- Questions to answer:
1) Answer these questions using the Borat sequel review:
(a) In what year, according to the review, did the world need the first Borat?
(b) How do the filmmakers let Borat strike up interviews with strangers now that he is widely recognized?
(c) Who plays Borat's teenage daughter?
2) Extract everything in the Borat sequel review from "While this review" down to "Cohen truly is.", word for word.
3) Extend the review of the Borat sequel, picking up after its final sentence.

*** Opening of Excerpt ***

Borat remains among the funniest movies of the past fifteen years, not to mention one of the best mockumentaries ever. In an era where people are so easily offended, though, could a film like Borat be made today? Sacha Baron Cohen responds to this question with Borat Subsequent Moviefilm: Delivery of Prodigious Bribe to American Regime for Make Benefit Once Glorious Nation of Kazakhstan. To keep this review under a thousand words, let’s just call the sequel Borat Subsequent Moviefilm going forward. Borat is all about timing. On the heels of 9/11, the Iraq War, and two heated elections, the world needed Borat in 2006. In a year that’s brought us COVID-19 and the most stressful election of modern times, the word needs Borat again.
While this review won’t go into major spoiler territory, let’s address the “Jew egg” in the room. When the first film came out, Baron Cohen and his Borat character only had a modest following. Now they’re household names that (almost) everyone recognizes. How can Borat strike up interviews with strangers now? The filmmakers get around this by having Borat disguise himself. So, in many scenes, we get Baron Cohen playing Borat playing another character. Between this film and his Oscar-worthy performance in The Trial of the Chicago 7, we’re reminded how talented Baron Cohen truly is.
Borat isn’t alone either. On his trip back to the States, he’s accompanied by his teenage daughter played by newcomer Irina Nowak. The two are on a mission to restore glory to Kazakhstan by aligning themselves with America’s most powerful political figures. Much of the film was shot within the past year, meaning the commentary and satire couldn’t be more in the zeitgeist. While Borat Subsequent Moviefilm is every bit as politically incorrect as its predecessor, the main targets this time around are Trump supporters, anti-maskers, and ignorant people in general. As for the shenanigans Borat gets into, let’s just say that the Republican rally scene in the trailer isn’t even the most shocking act of trolling.

*** Close of Excerpt ***
*** Opening of Records shown ***

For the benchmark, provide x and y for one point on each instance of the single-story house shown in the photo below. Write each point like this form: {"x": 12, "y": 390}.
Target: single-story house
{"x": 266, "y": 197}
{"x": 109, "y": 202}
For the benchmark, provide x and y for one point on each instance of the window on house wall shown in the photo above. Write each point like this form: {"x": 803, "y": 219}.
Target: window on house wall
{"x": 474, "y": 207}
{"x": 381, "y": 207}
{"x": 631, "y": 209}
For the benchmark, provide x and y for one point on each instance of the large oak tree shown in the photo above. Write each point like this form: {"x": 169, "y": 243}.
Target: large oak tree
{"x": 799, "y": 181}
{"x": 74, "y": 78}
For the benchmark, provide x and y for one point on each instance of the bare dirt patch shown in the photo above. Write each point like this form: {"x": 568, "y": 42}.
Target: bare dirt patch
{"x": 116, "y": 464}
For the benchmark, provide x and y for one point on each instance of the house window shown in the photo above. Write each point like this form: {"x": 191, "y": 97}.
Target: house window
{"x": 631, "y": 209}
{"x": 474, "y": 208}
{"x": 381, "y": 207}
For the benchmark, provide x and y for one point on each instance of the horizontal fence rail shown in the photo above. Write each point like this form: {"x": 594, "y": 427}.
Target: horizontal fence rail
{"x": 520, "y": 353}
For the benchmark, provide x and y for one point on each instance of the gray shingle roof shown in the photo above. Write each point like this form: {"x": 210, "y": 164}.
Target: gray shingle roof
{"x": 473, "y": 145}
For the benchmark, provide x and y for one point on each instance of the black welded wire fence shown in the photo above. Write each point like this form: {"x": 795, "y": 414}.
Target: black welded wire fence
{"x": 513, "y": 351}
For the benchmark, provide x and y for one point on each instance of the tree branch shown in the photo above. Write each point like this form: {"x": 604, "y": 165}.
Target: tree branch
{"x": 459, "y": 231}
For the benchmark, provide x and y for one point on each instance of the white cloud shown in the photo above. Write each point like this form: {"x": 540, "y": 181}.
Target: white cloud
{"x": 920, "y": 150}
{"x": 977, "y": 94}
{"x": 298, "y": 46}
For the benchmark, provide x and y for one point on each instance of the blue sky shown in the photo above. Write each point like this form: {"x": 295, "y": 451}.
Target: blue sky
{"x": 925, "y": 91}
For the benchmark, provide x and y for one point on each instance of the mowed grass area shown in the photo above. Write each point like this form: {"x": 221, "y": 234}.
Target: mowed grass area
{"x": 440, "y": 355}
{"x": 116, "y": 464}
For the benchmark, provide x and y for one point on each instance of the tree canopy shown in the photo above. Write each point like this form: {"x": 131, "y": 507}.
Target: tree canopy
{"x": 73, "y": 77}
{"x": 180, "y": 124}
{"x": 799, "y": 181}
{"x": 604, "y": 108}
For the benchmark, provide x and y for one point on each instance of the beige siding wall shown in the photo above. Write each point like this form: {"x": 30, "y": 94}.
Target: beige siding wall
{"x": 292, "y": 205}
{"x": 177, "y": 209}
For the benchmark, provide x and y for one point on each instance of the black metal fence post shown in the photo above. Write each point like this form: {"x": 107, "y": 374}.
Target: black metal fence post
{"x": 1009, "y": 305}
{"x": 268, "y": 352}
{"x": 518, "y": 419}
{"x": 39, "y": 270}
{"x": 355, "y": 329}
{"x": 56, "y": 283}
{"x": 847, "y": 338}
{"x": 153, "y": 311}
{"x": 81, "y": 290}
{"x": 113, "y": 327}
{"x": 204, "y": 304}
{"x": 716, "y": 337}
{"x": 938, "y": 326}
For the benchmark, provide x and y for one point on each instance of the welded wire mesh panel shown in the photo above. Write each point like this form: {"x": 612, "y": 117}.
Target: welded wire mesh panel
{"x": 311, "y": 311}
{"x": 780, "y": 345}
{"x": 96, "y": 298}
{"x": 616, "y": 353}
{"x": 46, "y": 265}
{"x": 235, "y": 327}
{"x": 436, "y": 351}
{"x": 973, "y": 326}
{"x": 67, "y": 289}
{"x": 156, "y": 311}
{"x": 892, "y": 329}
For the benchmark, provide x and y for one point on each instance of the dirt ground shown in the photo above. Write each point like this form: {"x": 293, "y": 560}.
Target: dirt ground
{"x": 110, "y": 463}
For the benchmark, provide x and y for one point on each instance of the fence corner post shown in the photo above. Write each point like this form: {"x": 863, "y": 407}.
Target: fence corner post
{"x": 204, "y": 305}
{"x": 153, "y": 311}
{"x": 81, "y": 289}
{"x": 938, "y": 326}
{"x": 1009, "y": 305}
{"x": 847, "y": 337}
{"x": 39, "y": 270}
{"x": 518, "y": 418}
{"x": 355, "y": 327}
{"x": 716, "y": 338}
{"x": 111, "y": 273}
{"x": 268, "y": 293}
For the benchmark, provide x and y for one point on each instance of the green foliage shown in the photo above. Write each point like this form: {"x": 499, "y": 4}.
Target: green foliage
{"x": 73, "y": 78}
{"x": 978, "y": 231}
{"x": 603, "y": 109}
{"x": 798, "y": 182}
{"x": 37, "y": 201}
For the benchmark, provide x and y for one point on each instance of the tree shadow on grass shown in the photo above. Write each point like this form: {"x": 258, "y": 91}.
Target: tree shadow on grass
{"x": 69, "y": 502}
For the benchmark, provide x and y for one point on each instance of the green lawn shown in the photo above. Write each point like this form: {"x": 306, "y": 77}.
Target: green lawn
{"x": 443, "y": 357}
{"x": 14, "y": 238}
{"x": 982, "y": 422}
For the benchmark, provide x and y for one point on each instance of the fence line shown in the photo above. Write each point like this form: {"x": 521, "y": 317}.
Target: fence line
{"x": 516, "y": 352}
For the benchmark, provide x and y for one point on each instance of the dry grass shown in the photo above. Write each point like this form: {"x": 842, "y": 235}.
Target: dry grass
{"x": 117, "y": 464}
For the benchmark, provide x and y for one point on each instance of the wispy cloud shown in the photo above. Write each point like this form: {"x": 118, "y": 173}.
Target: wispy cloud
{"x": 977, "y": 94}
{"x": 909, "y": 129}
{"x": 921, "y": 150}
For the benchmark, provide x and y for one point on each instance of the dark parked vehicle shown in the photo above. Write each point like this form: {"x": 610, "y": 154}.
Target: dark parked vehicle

*** Close of Records shown ***

- Response list:
1)
(a) 2006.
(b) They have Borat disguise himself.
(c) Newcomer Irina Nowak.

2)
While this review won’t go into major spoiler territory, let’s address the “Jew egg” in the room. When the first film came out, Baron Cohen and his Borat character only had a modest following. Now they’re household names that (almost) everyone recognizes. How can Borat strike up interviews with strangers now? The filmmakers get around this by having Borat disguise himself. So, in many scenes, we get Baron Cohen playing Borat playing another character. Between this film and his Oscar-worthy performance in The Trial of the Chicago 7, we’re reminded how talented Baron Cohen truly is.

3)
As funny as Borat Subsequent Moviefilm is, it’s not in the same league as its predecessor. There isn’t a scene that comes close to topping the naked wrestling match or kidnapping of Pamela Anderson. The first film had a fresh factor that no sequel could replicate. Even with this disadvantage, though, it is fun catching up with Borat, especially in a year as emotionally draining as 2020. Borat provides a much-needed laugh, allowing us to reflect on 2020 with smiles and cringes.
Borat Subsequent Moviefilm is very much a movie of the moment, leaving one to wonder how it will hold up in a year from now. Writing this review in October 2020, there are so many questions. Will Trump be reelected? Will we ever truly recover from the effects of COVID? Will the South ever accept science or the notion that Democracy isn’t America’s greatest threat? The answer to that last question is obviously no, but the other two remain up in the air. However things play out, Borat Subsequent Moviefilm will go down as an interesting time capsule. The question is if it will encapsulate a dark chapter in human history or the moment where this world officially went to hell… Sexy Time!
Borat Subsequent Moviefilm premieres exclusively on Amazon Prime Video on Friday, October 23, 2020.